### 依頼内容 1
以下の抜粋から、「今回は、「統一原理」と『原理」を含む語句で書き始め、「原理講論』、ということです。」まで書いたところで止めて、一字一句変えずに書き出してください。

### 抜粋
########

【今回深掘りする原理のみ言】
ここに発表するみ言はその真理の一部分であり、今までその弟子たちが、あるいは聞き、あるいは見た範囲のものを収録したにすぎない。時が至るに従って、一層深い真理の部分が継続して発表されることを信じ、それを切に待ち望むものである。(『原理講論』p38)

『原理講論』は、1966年5月1日に韓国語の初版が発刊され、日本語版は1967年10月2日に発刊されました。

「統一原理」マスタークラブ(以下「UPMC」)では、「統一原理」>韓国語『原理講論』>日本語『原理講論』という順序でそのレベルを定めています。

今回は、「統一原理」と『原理講論』の関係性について深掘りしつつ、「UPMC」の『原理講論』や聖書に対する考え方をお伝えします。

「統一原理」と『原理講論』の関係

創造原理の観点から見たとき、「統一原理」と『原理講論』の関係は、性相と形状の関係にあると考えられます。

つまり、目に見えない「統一原理」という永遠不変の真理を、目に見える文字で表現したものが『原理講論』、ということです。

########

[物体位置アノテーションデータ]
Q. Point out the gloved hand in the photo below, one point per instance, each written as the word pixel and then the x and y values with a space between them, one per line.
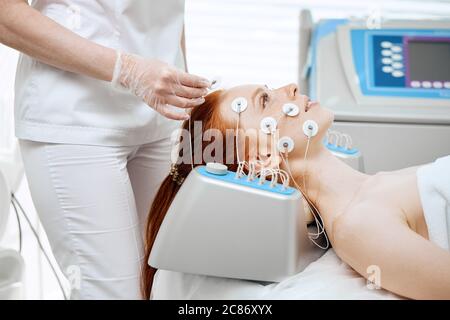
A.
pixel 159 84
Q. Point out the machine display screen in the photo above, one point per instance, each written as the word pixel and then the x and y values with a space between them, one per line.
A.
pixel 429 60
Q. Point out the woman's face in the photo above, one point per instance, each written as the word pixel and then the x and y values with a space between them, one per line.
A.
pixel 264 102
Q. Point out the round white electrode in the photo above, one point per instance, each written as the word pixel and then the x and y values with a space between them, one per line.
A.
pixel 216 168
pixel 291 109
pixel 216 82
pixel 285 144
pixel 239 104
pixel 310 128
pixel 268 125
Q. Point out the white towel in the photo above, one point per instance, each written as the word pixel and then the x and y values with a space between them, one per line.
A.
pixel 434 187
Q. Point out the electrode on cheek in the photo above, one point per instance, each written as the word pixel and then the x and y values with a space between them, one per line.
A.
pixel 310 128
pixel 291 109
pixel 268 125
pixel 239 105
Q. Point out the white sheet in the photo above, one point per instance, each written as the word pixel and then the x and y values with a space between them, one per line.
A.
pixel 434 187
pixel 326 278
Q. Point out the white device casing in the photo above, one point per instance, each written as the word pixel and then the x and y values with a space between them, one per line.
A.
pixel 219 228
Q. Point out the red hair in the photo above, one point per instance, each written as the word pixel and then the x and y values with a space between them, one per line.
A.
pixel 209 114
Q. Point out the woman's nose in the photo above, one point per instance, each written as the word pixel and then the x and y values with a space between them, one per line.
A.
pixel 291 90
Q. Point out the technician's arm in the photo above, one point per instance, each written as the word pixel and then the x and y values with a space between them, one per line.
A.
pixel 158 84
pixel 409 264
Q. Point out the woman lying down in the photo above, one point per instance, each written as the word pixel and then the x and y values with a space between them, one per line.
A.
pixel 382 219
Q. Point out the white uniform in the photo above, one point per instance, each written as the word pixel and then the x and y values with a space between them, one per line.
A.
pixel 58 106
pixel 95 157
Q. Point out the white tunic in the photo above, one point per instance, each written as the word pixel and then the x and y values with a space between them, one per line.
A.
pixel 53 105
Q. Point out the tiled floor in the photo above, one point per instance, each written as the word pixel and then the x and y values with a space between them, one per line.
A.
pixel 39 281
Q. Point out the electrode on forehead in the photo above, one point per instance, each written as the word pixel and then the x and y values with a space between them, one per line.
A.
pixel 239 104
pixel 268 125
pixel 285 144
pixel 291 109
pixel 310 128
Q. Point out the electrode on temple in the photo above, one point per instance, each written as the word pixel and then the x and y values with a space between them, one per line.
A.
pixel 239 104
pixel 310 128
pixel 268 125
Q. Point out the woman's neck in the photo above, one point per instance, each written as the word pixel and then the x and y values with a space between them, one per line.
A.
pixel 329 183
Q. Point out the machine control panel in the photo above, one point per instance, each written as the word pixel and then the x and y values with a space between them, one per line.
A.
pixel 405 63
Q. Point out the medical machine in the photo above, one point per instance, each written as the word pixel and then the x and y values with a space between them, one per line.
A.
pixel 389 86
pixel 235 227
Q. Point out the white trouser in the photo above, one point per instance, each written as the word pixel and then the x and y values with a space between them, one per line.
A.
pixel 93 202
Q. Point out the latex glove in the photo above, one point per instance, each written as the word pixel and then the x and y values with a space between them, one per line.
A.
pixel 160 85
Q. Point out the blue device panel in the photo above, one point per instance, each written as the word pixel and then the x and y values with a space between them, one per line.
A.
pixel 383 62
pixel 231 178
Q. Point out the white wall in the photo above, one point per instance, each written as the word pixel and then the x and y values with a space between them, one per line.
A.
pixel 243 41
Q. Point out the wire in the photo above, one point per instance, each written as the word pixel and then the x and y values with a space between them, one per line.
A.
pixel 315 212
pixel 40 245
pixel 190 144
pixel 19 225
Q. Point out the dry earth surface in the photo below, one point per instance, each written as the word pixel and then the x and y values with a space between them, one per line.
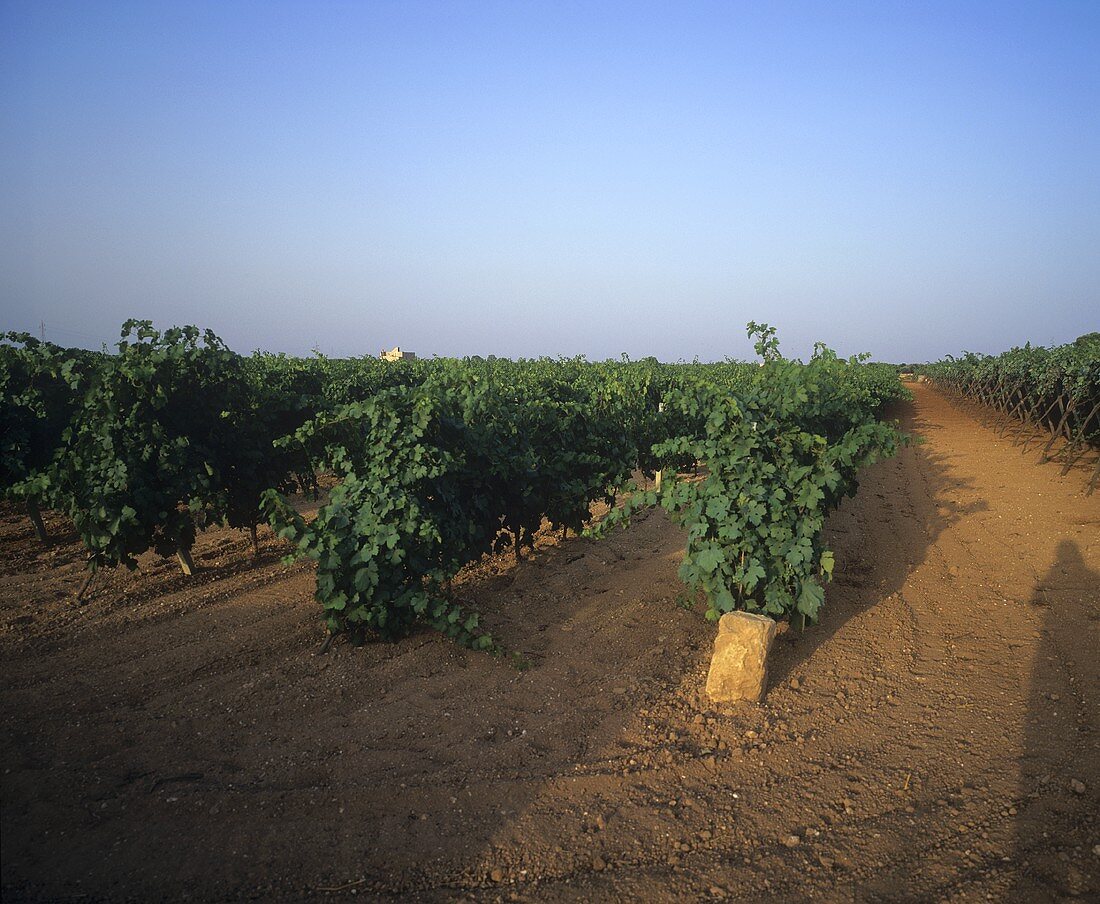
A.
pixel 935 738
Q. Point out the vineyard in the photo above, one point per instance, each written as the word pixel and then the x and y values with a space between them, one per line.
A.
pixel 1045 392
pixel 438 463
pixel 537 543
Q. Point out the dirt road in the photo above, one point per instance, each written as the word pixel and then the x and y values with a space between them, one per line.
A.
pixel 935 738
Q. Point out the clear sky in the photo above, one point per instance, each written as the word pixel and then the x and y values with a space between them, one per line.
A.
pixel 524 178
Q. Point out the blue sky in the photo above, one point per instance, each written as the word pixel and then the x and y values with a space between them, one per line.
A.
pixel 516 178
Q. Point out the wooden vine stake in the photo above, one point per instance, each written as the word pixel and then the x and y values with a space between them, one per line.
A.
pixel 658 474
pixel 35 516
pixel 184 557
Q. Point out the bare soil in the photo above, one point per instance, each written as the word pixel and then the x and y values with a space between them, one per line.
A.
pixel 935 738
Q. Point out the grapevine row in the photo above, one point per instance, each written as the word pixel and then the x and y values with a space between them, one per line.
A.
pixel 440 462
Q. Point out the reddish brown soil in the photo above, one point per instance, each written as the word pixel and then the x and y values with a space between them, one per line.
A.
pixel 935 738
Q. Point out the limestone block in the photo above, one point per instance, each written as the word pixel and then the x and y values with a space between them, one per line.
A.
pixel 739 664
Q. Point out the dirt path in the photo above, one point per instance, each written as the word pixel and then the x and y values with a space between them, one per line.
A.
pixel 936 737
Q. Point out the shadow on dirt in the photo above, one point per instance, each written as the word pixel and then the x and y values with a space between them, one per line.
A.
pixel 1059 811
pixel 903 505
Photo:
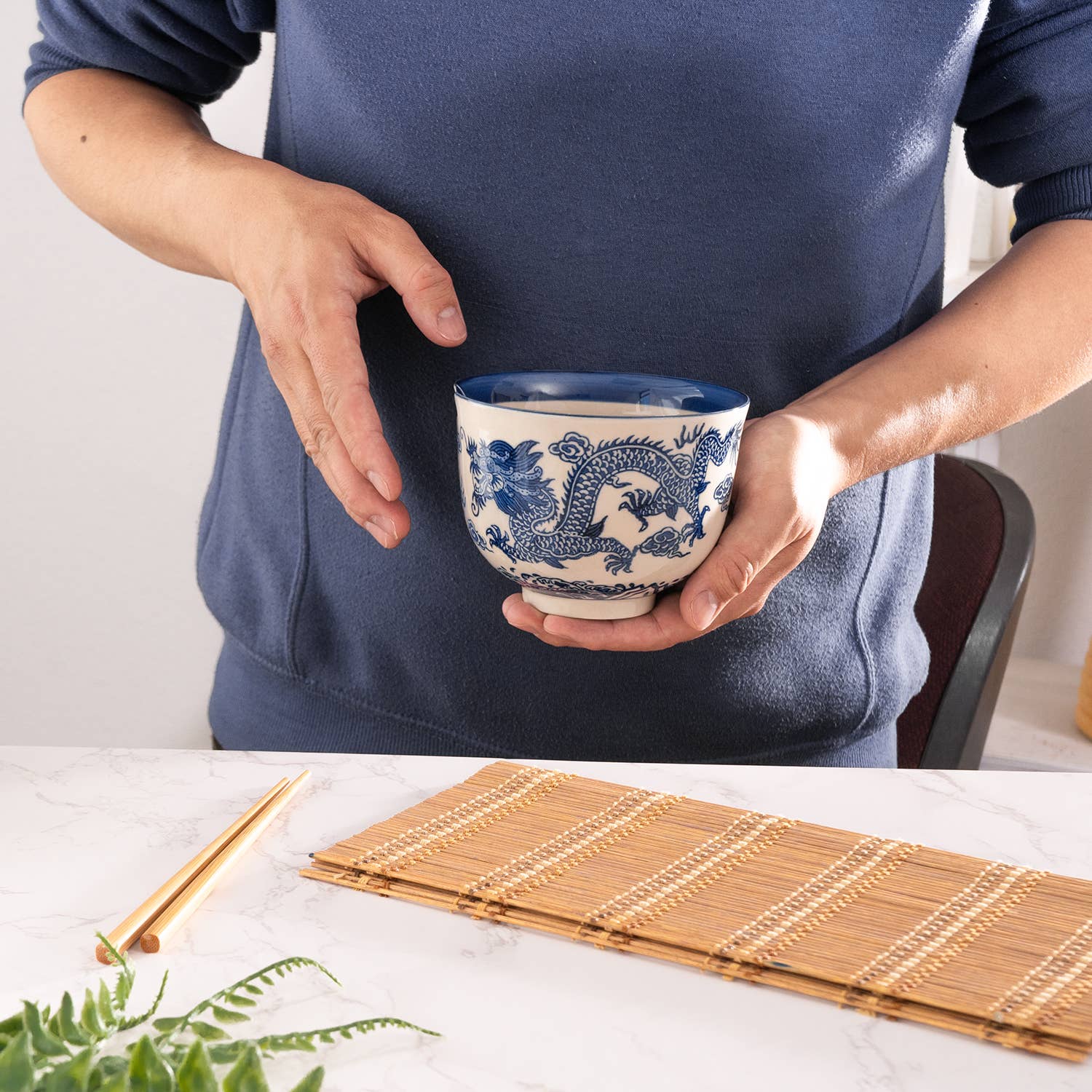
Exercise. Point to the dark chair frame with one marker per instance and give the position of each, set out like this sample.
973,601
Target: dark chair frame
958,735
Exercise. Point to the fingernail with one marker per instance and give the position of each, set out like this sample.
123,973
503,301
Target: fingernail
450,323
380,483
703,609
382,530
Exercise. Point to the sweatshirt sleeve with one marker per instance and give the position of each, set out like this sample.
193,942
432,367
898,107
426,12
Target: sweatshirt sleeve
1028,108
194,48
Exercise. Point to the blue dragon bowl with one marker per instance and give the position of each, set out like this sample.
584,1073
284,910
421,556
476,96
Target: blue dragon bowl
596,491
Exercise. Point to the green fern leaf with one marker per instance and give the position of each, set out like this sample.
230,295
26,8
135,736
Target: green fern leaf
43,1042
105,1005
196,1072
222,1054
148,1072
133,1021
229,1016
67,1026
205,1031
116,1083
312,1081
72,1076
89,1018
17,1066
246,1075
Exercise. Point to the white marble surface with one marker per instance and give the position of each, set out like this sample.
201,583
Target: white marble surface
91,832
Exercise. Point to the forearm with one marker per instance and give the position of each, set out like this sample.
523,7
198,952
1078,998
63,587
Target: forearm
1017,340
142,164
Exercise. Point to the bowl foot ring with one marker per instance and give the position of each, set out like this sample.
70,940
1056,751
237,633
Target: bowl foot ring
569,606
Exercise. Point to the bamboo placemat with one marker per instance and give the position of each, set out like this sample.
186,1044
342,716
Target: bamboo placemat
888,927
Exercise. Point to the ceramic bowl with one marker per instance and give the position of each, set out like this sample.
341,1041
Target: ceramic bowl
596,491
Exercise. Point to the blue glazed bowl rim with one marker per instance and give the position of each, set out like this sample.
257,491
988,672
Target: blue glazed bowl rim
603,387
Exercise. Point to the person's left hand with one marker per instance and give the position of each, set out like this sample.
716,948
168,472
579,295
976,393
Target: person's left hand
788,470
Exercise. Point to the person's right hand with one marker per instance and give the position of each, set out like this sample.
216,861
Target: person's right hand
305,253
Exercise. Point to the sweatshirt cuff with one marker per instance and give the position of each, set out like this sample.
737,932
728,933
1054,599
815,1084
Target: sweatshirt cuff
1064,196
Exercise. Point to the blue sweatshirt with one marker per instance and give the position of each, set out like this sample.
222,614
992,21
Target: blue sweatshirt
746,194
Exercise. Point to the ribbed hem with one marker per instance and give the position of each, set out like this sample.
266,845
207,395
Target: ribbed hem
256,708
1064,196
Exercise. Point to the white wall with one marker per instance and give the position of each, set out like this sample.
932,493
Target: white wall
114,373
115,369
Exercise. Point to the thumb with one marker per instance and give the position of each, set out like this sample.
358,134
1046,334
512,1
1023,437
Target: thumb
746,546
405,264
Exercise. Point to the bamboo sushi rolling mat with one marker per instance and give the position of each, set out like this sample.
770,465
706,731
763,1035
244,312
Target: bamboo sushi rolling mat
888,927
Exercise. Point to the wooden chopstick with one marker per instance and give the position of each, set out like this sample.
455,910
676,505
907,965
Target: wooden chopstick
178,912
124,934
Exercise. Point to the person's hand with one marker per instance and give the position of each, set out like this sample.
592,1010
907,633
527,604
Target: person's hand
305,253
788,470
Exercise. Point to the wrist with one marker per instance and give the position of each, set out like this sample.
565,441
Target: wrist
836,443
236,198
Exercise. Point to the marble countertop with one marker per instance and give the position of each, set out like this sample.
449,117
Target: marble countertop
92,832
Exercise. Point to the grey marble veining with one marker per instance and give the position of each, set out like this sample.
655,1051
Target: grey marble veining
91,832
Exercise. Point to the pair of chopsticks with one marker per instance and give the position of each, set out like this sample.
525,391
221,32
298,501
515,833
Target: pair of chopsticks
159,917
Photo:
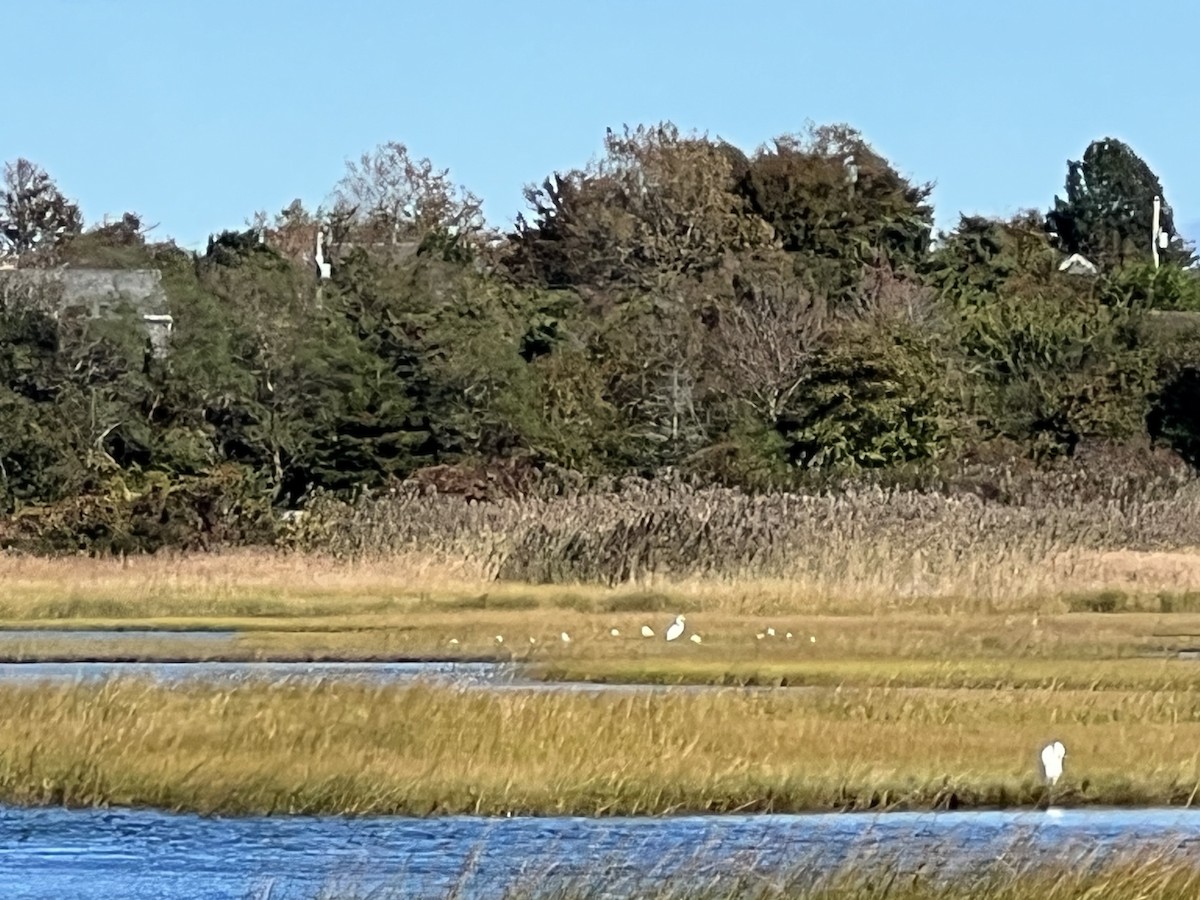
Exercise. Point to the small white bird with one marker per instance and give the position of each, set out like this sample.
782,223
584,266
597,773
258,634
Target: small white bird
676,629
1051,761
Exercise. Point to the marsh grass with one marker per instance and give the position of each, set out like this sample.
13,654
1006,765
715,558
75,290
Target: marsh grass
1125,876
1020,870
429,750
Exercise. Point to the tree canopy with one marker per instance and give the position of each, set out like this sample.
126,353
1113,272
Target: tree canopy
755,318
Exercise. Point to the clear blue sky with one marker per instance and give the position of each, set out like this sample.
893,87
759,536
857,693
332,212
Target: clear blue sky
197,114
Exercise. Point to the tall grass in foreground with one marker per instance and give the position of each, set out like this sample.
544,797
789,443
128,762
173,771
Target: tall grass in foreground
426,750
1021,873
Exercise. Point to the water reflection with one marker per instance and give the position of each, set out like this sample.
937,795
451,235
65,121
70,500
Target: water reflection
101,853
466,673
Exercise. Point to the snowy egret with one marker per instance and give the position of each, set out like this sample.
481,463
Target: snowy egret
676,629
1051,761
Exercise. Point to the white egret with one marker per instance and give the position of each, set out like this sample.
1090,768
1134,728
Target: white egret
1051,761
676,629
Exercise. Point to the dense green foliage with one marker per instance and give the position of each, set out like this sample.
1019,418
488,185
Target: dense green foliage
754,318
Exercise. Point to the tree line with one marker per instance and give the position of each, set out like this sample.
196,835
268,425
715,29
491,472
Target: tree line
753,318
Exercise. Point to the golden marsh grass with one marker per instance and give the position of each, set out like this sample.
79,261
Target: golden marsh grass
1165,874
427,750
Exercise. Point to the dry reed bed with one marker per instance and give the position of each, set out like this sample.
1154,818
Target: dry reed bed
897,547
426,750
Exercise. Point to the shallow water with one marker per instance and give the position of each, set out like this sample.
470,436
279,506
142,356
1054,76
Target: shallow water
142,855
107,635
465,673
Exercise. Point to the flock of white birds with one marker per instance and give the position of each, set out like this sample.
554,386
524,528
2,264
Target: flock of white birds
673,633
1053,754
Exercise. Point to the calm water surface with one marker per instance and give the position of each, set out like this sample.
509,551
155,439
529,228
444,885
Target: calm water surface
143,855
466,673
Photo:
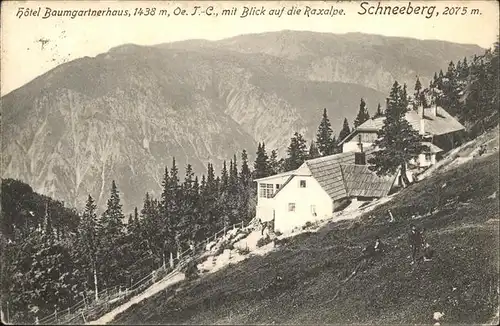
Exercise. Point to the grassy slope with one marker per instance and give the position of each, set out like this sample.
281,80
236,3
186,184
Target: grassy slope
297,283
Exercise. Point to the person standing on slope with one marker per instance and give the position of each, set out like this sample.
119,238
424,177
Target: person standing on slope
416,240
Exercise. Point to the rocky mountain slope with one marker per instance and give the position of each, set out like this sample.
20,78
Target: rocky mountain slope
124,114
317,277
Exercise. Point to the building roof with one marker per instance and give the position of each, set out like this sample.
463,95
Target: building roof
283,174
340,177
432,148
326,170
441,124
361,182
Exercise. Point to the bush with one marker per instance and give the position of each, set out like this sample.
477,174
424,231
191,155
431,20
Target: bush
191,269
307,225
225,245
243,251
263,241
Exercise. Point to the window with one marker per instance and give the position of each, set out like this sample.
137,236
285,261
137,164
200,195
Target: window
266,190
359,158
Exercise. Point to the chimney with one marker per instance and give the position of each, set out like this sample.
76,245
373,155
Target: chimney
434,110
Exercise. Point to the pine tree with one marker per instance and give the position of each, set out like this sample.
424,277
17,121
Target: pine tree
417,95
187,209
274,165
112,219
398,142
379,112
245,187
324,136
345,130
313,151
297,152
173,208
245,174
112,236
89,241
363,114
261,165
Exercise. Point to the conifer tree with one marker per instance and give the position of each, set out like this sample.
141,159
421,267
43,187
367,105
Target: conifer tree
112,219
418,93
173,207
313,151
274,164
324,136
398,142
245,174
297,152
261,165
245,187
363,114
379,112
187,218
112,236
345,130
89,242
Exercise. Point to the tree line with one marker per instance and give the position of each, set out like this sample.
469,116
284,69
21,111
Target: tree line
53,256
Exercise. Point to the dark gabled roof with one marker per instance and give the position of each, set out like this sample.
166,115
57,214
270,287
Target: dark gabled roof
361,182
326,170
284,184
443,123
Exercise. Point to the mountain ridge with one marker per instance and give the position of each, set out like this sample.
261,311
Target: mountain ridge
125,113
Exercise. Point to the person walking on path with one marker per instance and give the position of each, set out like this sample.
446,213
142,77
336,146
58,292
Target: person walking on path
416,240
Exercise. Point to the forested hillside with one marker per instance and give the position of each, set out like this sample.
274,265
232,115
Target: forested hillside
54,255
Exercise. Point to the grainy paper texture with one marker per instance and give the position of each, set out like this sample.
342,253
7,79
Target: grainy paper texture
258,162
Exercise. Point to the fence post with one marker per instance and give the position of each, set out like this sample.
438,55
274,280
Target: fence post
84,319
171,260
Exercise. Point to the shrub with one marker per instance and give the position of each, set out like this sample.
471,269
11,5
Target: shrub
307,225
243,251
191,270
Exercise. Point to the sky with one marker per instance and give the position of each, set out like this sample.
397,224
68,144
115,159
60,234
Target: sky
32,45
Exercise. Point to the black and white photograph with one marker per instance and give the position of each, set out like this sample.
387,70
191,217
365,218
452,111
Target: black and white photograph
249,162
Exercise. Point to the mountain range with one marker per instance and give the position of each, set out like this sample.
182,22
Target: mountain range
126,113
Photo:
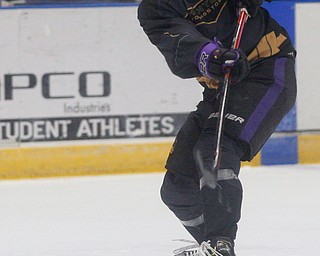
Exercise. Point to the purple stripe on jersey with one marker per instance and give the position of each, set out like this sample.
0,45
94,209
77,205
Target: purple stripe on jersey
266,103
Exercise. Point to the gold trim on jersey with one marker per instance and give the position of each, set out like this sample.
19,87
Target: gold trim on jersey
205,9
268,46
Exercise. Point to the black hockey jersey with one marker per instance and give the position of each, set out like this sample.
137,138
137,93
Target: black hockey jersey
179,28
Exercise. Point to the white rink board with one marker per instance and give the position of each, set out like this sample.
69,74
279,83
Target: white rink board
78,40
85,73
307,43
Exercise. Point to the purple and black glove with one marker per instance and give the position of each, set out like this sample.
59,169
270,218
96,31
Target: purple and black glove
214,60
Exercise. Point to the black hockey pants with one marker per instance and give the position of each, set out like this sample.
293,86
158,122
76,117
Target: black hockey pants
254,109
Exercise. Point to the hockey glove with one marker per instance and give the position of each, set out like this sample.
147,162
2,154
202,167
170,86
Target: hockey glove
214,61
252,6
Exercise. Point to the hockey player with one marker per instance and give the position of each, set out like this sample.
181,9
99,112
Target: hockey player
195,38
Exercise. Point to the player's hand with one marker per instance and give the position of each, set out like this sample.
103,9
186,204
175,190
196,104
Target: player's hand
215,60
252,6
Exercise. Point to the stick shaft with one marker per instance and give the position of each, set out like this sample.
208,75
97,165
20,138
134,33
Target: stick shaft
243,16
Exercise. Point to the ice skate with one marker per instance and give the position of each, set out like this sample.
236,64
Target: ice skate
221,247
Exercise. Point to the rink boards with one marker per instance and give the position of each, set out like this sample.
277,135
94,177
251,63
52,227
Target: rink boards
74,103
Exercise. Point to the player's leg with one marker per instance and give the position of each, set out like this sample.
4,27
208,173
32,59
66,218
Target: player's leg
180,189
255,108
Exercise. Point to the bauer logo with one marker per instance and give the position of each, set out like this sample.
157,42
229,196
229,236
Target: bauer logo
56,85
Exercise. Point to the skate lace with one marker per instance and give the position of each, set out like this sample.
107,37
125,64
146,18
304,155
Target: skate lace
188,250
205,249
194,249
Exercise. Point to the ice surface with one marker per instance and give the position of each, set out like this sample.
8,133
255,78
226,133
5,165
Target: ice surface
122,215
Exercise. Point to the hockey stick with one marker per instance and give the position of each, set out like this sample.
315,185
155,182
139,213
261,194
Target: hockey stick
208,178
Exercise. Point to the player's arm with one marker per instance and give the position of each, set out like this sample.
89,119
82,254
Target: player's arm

########

### 依頼内容 2
上の記録のうち、「Q. Point out the medical」を含む行から「pixel 537 543」を含む行まで、両端の行も含めて、その範囲だけをそのまま出力してください。画像は省いてください。

### 最終結果 1
今回は、「統一原理」と『原理講論』の関係性について深掘りしつつ、「UPMC」の『原理講論』や聖書に対する考え方をお伝えします。

「統一原理」と『原理講論』の関係

創造原理の観点から見たとき、「統一原理」と『原理講論』の関係は、性相と形状の関係にあると考えられます。

つまり、目に見えない「統一原理」という永遠不変の真理を、目に見える文字で表現したものが『原理講論』、ということです。

### 最終結果 2
Q. Point out the medical machine in the photo above, one point per instance, each written as the word pixel and then the x and y values with a space between them, one per line.
A.
pixel 389 86
pixel 235 227
Q. Point out the white trouser in the photo above, one point per instance, each written as the word pixel and then the x and y values with a space between them, one per line.
A.
pixel 93 202
Q. Point out the latex glove in the photo above, one point per instance, each written as the word pixel and then the x and y values with a space between them, one per line.
A.
pixel 160 85
Q. Point out the blue device panel in the photo above, one point per instance, each written as the word pixel and then the x and y values with a space between them, one per line.
A.
pixel 383 62
pixel 231 178
Q. Point out the white wall in the photo above, one point per instance, each written as the word pixel and then the x and y values with a space between them, one per line.
A.
pixel 243 41
Q. Point out the wire in the photo above, one point per instance, each written as the word pixel and then the x and y values with a space between them, one per line.
A.
pixel 315 212
pixel 40 245
pixel 190 144
pixel 19 225
Q. Point out the dry earth surface in the photo below, one point per instance, each written as the word pixel and then the x and y values with a space between them, one per line.
A.
pixel 935 738
Q. Point out the vineyard in the photo above, one point per instance, each written as the word pixel and then the x and y values with a space between them, one per line.
A.
pixel 1045 392
pixel 438 463
pixel 537 543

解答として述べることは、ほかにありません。